Aim of the exercise | Write only the number of lines in the data that include the word "light".

Provided data |
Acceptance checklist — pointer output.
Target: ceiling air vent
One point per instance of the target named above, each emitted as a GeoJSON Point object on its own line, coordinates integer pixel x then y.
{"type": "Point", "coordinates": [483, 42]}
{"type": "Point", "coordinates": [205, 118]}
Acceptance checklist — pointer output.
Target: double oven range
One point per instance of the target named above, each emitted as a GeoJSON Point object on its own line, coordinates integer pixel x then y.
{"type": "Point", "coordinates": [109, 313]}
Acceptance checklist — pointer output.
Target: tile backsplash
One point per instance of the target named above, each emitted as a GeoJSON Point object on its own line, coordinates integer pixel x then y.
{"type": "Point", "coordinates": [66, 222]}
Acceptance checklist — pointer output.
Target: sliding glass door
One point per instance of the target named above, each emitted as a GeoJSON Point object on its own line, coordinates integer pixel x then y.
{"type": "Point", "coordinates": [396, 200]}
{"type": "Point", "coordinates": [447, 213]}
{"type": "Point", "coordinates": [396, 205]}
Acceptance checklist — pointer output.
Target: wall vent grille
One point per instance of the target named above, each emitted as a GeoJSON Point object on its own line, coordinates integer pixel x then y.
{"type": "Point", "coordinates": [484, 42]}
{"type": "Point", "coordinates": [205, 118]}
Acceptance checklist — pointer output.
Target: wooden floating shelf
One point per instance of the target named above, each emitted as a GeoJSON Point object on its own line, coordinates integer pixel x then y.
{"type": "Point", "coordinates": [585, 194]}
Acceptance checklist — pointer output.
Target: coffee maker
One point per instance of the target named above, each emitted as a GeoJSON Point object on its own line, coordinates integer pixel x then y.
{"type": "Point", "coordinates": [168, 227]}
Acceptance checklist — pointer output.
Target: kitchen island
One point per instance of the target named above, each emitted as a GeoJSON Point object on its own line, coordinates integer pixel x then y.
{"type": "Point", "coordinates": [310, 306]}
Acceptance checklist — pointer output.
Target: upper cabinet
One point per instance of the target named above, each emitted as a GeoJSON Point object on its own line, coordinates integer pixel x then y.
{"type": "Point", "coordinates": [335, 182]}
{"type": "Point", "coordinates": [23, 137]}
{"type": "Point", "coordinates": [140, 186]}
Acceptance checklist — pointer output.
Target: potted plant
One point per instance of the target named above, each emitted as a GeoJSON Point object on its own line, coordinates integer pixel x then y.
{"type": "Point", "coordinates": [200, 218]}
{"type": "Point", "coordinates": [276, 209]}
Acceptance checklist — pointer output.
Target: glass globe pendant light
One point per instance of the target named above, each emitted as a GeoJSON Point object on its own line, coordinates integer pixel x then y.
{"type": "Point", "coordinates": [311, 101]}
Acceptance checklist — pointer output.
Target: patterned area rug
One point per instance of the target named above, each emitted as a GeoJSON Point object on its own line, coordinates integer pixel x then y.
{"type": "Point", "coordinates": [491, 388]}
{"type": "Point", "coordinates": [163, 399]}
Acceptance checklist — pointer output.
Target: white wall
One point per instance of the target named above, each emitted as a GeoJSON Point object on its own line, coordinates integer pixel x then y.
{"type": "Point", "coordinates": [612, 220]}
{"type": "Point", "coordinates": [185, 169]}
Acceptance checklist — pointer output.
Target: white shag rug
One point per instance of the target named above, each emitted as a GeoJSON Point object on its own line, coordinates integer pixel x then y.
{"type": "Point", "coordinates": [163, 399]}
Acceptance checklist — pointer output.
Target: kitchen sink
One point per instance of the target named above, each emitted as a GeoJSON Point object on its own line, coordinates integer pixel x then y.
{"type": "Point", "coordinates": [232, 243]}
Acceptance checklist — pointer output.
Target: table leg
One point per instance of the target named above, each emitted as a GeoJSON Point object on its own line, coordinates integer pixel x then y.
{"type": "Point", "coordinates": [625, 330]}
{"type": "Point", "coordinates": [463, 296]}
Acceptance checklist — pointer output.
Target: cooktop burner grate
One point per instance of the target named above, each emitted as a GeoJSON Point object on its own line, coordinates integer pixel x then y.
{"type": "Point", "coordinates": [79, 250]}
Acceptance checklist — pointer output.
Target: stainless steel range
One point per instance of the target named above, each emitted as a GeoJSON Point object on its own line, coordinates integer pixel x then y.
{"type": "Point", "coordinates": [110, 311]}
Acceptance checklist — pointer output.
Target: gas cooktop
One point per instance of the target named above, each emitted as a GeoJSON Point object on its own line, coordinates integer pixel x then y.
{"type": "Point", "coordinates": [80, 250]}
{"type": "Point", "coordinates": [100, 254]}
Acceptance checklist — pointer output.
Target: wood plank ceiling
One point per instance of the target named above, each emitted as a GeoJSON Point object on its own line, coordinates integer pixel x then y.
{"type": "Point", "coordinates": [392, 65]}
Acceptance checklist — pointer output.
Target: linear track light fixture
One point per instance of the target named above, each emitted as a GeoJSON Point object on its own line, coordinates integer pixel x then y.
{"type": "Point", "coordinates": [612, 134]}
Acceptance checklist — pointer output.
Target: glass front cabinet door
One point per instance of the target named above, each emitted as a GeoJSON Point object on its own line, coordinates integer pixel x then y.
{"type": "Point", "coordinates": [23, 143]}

Solution to this task | 2